STORED RECORDS >>
------------------------------------------------------------------------
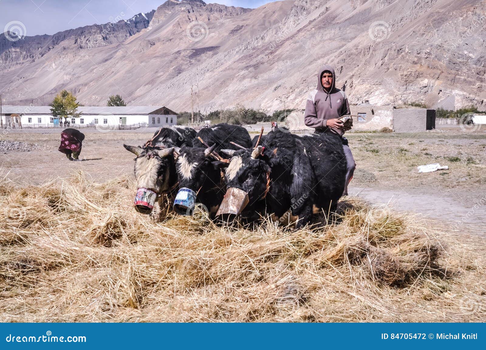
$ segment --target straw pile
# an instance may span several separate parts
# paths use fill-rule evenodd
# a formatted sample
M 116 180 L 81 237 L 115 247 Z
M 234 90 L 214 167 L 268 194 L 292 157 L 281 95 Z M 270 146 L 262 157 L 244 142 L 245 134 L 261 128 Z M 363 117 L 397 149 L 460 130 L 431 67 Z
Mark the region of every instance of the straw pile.
M 485 320 L 484 244 L 417 217 L 354 201 L 298 231 L 156 222 L 134 186 L 0 181 L 0 321 Z

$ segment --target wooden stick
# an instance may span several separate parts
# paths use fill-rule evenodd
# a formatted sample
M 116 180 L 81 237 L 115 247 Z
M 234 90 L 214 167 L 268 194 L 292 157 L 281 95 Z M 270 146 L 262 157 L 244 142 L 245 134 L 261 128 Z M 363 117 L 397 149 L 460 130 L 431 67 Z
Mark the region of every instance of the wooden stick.
M 258 136 L 258 139 L 257 140 L 257 144 L 255 145 L 255 147 L 253 148 L 257 148 L 258 147 L 258 144 L 260 143 L 260 139 L 261 138 L 261 135 L 263 134 L 264 129 L 263 127 L 261 127 L 261 131 L 260 132 L 260 135 Z
M 234 145 L 237 147 L 239 147 L 242 150 L 246 150 L 246 149 L 244 147 L 243 147 L 243 146 L 242 146 L 241 145 L 238 145 L 237 143 L 236 143 L 236 142 L 233 142 L 232 141 L 229 141 L 229 143 L 230 144 L 231 144 L 232 145 Z
M 201 136 L 197 136 L 197 138 L 199 139 L 199 141 L 201 141 L 201 143 L 204 145 L 204 146 L 206 147 L 206 148 L 209 148 L 209 145 L 205 142 L 204 140 L 203 139 L 201 138 Z M 211 152 L 211 155 L 212 155 L 213 156 L 213 158 L 214 158 L 216 160 L 222 161 L 223 159 L 225 159 L 223 157 L 220 156 L 219 154 L 217 153 L 216 152 L 215 152 L 214 151 L 213 151 L 212 152 Z

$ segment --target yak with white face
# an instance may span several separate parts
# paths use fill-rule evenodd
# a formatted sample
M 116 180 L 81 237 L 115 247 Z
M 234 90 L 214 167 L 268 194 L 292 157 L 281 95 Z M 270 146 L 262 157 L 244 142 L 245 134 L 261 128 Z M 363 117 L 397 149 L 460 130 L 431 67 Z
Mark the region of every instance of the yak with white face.
M 193 148 L 176 148 L 179 192 L 174 209 L 180 214 L 191 215 L 191 209 L 199 203 L 204 205 L 210 216 L 212 216 L 226 192 L 221 169 L 227 164 L 214 159 L 211 153 L 221 149 L 239 149 L 231 141 L 245 148 L 249 147 L 251 139 L 245 128 L 224 123 L 202 129 L 197 136 Z M 207 148 L 205 144 L 211 146 Z
M 149 214 L 160 209 L 160 195 L 174 189 L 177 183 L 174 147 L 192 145 L 196 132 L 192 129 L 163 128 L 142 148 L 123 145 L 135 154 L 137 190 L 136 208 Z
M 179 191 L 174 209 L 182 215 L 191 215 L 196 203 L 204 205 L 210 216 L 214 216 L 225 195 L 221 169 L 226 163 L 214 159 L 211 153 L 215 148 L 182 147 L 176 149 L 178 157 L 176 169 Z

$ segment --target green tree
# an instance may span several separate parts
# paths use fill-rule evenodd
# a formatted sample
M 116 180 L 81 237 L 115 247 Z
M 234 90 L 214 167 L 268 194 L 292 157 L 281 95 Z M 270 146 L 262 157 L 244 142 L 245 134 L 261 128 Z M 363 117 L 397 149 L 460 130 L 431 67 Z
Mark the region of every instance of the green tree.
M 68 117 L 79 117 L 80 113 L 77 112 L 79 104 L 76 100 L 76 97 L 66 90 L 56 95 L 50 105 L 52 117 L 60 120 L 63 118 L 66 120 Z
M 112 107 L 113 106 L 126 106 L 126 103 L 125 101 L 123 100 L 123 99 L 122 98 L 122 96 L 119 95 L 112 95 L 108 99 L 108 101 L 106 102 L 106 105 L 108 107 Z

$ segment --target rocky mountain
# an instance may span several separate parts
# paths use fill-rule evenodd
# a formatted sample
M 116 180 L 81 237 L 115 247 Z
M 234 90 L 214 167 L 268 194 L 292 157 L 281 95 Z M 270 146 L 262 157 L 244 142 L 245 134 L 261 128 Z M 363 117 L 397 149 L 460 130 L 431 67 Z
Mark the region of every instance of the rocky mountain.
M 303 108 L 319 66 L 350 101 L 486 109 L 486 0 L 288 0 L 245 9 L 168 0 L 129 19 L 0 37 L 4 103 L 201 110 Z M 8 40 L 7 36 L 10 39 Z

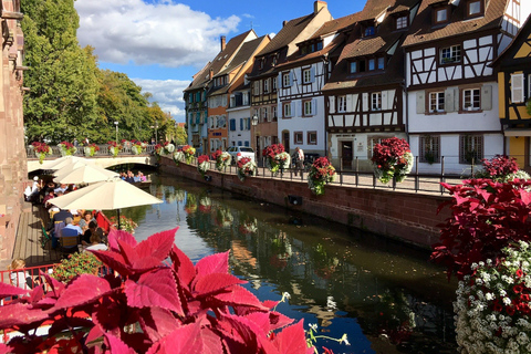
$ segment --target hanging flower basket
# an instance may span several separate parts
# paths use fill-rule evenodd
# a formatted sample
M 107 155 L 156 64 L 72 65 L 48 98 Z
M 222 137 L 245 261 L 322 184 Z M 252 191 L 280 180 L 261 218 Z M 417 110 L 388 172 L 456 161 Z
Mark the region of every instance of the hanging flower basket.
M 242 157 L 238 162 L 238 178 L 243 181 L 246 177 L 257 176 L 257 164 L 250 157 Z
M 335 168 L 326 157 L 320 157 L 313 162 L 308 174 L 308 186 L 316 196 L 324 194 L 324 186 L 335 178 Z
M 414 157 L 405 139 L 392 137 L 374 146 L 371 160 L 376 178 L 387 184 L 393 178 L 397 183 L 406 179 L 407 174 L 412 171 Z

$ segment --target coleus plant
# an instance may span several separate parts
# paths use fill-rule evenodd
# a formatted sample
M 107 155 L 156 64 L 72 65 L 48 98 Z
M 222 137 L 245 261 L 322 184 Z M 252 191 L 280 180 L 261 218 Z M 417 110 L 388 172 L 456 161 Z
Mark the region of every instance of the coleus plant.
M 0 353 L 313 353 L 303 321 L 259 301 L 229 273 L 229 253 L 192 264 L 174 244 L 177 229 L 137 242 L 112 231 L 108 251 L 93 251 L 114 270 L 105 277 L 82 274 L 66 284 L 48 283 L 28 292 L 0 283 L 0 330 L 23 336 L 0 344 Z M 170 260 L 167 262 L 166 260 Z M 35 329 L 51 324 L 48 337 Z M 142 331 L 128 331 L 137 325 Z
M 440 226 L 440 242 L 433 246 L 431 260 L 448 268 L 448 278 L 457 271 L 462 279 L 472 273 L 472 263 L 487 259 L 497 263 L 503 248 L 530 241 L 531 181 L 470 179 L 441 185 L 452 199 L 438 211 L 449 206 L 451 216 Z

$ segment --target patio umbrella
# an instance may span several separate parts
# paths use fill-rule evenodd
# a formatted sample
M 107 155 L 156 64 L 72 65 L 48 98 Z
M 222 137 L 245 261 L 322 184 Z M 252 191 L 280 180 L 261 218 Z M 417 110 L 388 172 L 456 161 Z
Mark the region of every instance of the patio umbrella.
M 77 156 L 63 156 L 58 159 L 51 160 L 51 162 L 45 162 L 42 164 L 40 169 L 51 169 L 51 170 L 58 170 L 61 169 L 65 166 L 72 165 L 77 162 L 84 162 L 86 164 L 93 164 L 92 160 L 84 158 L 84 157 L 77 157 Z
M 102 168 L 100 166 L 84 164 L 81 167 L 76 168 L 70 168 L 70 166 L 63 167 L 60 170 L 55 171 L 54 175 L 56 175 L 58 177 L 53 178 L 53 181 L 65 185 L 93 184 L 95 181 L 102 181 L 110 178 L 119 177 L 118 174 L 113 173 L 112 170 Z
M 64 196 L 53 198 L 53 205 L 61 209 L 116 209 L 118 229 L 121 208 L 160 202 L 163 200 L 119 178 L 98 181 Z

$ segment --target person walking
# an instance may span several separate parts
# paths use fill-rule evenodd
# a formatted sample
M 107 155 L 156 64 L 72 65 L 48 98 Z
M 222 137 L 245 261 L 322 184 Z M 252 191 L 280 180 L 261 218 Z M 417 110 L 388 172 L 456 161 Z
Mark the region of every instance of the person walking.
M 302 148 L 300 148 L 299 146 L 295 148 L 295 152 L 293 153 L 293 162 L 295 163 L 295 176 L 298 175 L 299 170 L 301 171 L 301 175 L 302 175 L 302 170 L 304 168 L 304 152 L 302 150 Z

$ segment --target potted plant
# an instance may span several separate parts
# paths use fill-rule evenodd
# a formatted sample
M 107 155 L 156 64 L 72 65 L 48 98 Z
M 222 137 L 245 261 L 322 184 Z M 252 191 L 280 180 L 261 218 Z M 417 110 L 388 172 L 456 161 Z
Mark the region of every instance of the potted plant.
M 335 178 L 335 168 L 326 157 L 320 157 L 313 162 L 308 174 L 308 186 L 316 196 L 324 194 L 324 186 Z
M 387 184 L 393 178 L 398 183 L 406 179 L 413 168 L 414 158 L 405 139 L 392 137 L 374 146 L 371 160 L 376 178 Z

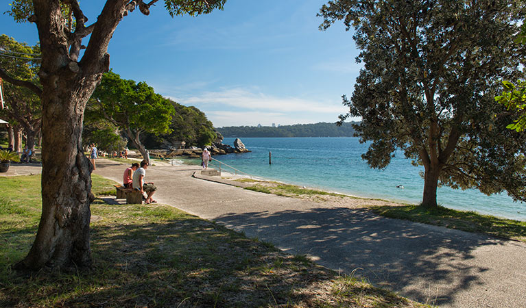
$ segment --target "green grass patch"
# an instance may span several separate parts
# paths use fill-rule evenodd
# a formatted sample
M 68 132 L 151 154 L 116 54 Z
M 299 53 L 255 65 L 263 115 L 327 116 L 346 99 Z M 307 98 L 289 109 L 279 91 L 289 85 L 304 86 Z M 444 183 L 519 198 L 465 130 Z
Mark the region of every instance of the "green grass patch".
M 236 181 L 241 183 L 254 183 L 254 185 L 245 188 L 246 190 L 253 190 L 254 192 L 264 192 L 265 194 L 273 194 L 278 196 L 335 196 L 342 198 L 348 197 L 333 192 L 324 192 L 323 190 L 311 190 L 297 186 L 296 185 L 284 184 L 283 183 L 256 181 L 250 179 L 239 179 Z
M 114 185 L 122 185 L 95 174 L 91 174 L 91 192 L 95 196 L 115 196 Z
M 96 194 L 112 185 L 93 181 Z M 425 307 L 171 207 L 101 199 L 92 270 L 17 272 L 38 227 L 40 176 L 0 185 L 0 307 Z
M 526 222 L 500 218 L 474 211 L 458 211 L 439 206 L 428 209 L 420 205 L 372 207 L 380 215 L 428 224 L 488 234 L 526 242 Z
M 103 159 L 112 160 L 113 162 L 117 162 L 118 163 L 124 164 L 125 165 L 130 165 L 130 166 L 132 166 L 132 164 L 133 163 L 141 162 L 141 161 L 139 160 L 130 159 L 129 158 L 108 157 L 108 158 L 104 158 Z M 95 164 L 97 164 L 96 159 L 95 159 Z

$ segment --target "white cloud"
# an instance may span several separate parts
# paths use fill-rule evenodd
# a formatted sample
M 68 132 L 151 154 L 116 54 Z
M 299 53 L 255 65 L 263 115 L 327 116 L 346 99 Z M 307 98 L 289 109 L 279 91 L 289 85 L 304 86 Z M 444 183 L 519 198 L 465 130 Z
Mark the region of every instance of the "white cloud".
M 362 63 L 350 62 L 321 62 L 312 66 L 315 70 L 329 73 L 358 75 L 360 69 L 363 67 Z
M 182 98 L 180 103 L 214 110 L 230 107 L 271 113 L 338 114 L 342 110 L 339 102 L 335 103 L 297 97 L 276 97 L 261 92 L 252 92 L 244 88 L 206 92 L 201 95 Z

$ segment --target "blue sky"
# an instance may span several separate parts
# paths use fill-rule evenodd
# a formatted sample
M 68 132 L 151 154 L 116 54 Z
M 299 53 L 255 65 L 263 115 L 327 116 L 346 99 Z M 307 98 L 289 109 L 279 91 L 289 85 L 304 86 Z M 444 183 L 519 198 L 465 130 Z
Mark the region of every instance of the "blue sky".
M 0 5 L 9 9 L 8 1 Z M 10 2 L 10 1 L 9 1 Z M 80 1 L 88 24 L 105 1 Z M 171 18 L 162 1 L 125 17 L 110 43 L 123 78 L 205 112 L 215 127 L 335 122 L 360 64 L 342 23 L 320 31 L 326 0 L 228 0 L 224 10 Z M 0 15 L 1 33 L 34 44 L 36 27 Z M 87 44 L 85 41 L 84 44 Z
------------------------------------------------------------------------
TASK OBJECTIVE >> Reproduce the lines of the data above without changes, starting at the line containing "--target green tree" and ending at the line containing "M 414 157 L", with both of those lines included. Omit the pictures from your copy.

IN RESPONSE >>
$ segment --target green tree
# an instance may span several separate parts
# paths use fill-rule evenodd
# a formatted sample
M 116 180 L 81 237 L 115 247 Z
M 234 90 L 214 167 L 268 194 L 292 157 L 281 95 Z M 270 146 L 262 157 L 244 142 L 245 134 L 261 128 Z M 363 117 L 397 149 L 460 130 L 431 67 Z
Mark the region of every instance of the green tree.
M 68 117 L 79 117 L 80 113 L 77 112 L 79 104 L 76 100 L 76 97 L 66 90 L 56 95 L 50 105 L 52 117 L 60 120 L 63 118 L 66 120 Z
M 112 107 L 113 106 L 126 106 L 126 103 L 125 101 L 123 100 L 123 99 L 122 98 L 122 96 L 119 95 L 112 95 L 108 99 L 108 101 L 106 102 L 106 105 L 108 107 Z

$ segment --target rocky mountain
# an instance may span several separate parts
# paths use fill-rule evenodd
# a formatted sample
M 116 180 L 81 237 L 115 247 Z
M 234 90 L 214 167 L 268 194 L 292 157 L 281 95 Z M 270 146 L 262 157 L 244 142 L 245 134 L 261 128 Z M 363 117 L 397 149 L 460 130 L 431 67 Z
Mark the region of every instance of the rocky mountain.
M 303 108 L 319 66 L 350 101 L 486 109 L 486 0 L 288 0 L 245 9 L 168 0 L 129 19 L 0 37 L 4 103 L 201 110 Z M 8 40 L 7 36 L 10 39 Z

$ segment --target hanging flower basket
# an instance may span several separate parts
# paths use fill-rule evenodd
# a formatted sample
M 107 155 L 156 64 L 72 65 L 48 98 Z
M 222 137 L 245 261 L 322 184 Z M 252 191 L 280 180 L 261 218 Z M 417 110 L 388 172 L 456 161 Z
Mark the region of every instance of the hanging flower basket.
M 242 157 L 238 162 L 238 178 L 243 181 L 246 177 L 257 176 L 257 164 L 250 157 Z
M 335 168 L 326 157 L 320 157 L 313 162 L 308 174 L 308 186 L 316 196 L 324 194 L 324 186 L 335 178 Z
M 414 157 L 405 139 L 392 137 L 374 146 L 371 160 L 376 178 L 387 184 L 393 178 L 397 183 L 406 179 L 407 174 L 412 171 Z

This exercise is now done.